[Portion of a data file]
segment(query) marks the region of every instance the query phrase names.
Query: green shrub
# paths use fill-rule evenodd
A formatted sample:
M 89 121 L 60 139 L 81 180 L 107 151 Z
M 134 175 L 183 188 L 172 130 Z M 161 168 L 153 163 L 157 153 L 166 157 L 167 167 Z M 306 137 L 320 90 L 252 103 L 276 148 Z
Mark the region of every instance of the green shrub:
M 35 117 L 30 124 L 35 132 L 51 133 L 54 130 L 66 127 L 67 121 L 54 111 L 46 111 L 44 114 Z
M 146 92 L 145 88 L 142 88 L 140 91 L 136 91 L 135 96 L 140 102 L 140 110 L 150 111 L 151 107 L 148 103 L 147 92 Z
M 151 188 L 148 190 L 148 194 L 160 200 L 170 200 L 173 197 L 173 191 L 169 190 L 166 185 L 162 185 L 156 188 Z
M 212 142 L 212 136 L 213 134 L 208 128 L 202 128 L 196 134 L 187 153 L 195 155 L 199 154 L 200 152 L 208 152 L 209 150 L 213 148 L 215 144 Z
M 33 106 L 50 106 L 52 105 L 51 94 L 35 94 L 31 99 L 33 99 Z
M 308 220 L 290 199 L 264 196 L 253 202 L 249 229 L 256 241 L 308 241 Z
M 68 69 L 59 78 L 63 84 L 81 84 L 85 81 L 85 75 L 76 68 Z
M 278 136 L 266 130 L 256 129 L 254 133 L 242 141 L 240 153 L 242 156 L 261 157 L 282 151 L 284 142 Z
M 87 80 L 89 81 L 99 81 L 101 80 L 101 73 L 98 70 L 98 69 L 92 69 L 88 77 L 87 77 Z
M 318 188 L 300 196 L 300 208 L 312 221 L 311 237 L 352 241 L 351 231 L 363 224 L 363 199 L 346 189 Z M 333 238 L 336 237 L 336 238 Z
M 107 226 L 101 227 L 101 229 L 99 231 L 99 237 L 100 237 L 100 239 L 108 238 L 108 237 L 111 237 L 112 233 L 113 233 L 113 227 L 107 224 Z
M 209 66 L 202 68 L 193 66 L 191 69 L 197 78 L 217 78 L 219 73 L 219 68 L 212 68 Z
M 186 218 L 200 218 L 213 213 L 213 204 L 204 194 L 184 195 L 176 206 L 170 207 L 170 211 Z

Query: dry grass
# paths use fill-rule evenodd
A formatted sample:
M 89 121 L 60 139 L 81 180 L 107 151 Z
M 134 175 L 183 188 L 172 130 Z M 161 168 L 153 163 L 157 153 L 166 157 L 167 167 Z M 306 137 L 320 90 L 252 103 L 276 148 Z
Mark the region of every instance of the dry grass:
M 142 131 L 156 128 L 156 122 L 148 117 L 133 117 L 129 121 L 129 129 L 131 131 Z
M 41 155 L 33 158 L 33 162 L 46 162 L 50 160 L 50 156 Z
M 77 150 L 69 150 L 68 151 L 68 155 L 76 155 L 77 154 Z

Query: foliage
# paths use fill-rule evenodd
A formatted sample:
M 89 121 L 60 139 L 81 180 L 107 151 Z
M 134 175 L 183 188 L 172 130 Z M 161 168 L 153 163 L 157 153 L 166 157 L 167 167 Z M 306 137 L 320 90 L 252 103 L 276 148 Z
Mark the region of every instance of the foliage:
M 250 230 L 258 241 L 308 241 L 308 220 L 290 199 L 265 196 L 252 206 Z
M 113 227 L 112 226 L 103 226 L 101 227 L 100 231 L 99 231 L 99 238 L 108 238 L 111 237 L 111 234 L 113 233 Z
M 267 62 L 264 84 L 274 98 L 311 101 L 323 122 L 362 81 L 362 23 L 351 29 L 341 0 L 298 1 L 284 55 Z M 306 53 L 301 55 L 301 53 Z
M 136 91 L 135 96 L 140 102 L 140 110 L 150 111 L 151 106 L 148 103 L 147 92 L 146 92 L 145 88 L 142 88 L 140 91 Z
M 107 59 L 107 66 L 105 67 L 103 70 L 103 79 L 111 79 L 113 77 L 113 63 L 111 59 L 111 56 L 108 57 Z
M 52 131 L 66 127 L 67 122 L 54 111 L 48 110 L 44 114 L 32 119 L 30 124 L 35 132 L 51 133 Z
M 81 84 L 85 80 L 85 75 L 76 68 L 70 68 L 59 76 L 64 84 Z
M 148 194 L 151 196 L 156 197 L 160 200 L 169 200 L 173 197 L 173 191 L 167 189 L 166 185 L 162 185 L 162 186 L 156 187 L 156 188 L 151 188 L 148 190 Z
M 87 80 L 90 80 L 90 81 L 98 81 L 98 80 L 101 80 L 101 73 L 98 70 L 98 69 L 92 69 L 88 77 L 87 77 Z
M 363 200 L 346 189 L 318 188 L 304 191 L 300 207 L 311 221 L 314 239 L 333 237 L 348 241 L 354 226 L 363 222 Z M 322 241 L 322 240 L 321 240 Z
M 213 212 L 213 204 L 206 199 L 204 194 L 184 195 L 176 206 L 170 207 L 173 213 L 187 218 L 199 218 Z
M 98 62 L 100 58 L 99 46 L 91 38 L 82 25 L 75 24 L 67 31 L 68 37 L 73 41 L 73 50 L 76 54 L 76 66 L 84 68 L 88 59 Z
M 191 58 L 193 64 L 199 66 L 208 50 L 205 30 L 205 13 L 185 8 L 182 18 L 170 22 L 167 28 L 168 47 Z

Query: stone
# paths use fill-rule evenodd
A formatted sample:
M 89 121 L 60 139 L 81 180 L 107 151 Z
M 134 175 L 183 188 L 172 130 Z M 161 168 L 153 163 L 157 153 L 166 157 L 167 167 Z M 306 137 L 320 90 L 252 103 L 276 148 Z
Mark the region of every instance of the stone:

-- The exercise --
Starting at the line containing "Query: dry grass" and ending at the line containing "M 77 150 L 69", can you write out every line again, requests included, with 140 added to each coordinate in the answer outlines?

-- Expected answer --
Query: dry grass
# paths use fill-rule evenodd
A formatted sample:
M 89 121 L 60 139 L 81 180 L 107 151 Z
M 134 175 L 183 188 L 172 130 Z M 161 168 L 153 163 L 157 153 L 166 157 L 167 167 Z M 306 137 L 320 90 L 252 103 L 276 148 Z
Mark the region of every instance of the dry grass:
M 282 271 L 296 268 L 296 262 L 288 257 L 273 257 L 269 261 L 269 269 L 271 271 Z
M 181 295 L 173 298 L 173 302 L 186 302 L 190 300 L 190 296 Z
M 217 290 L 209 290 L 208 291 L 208 295 L 216 295 L 217 294 Z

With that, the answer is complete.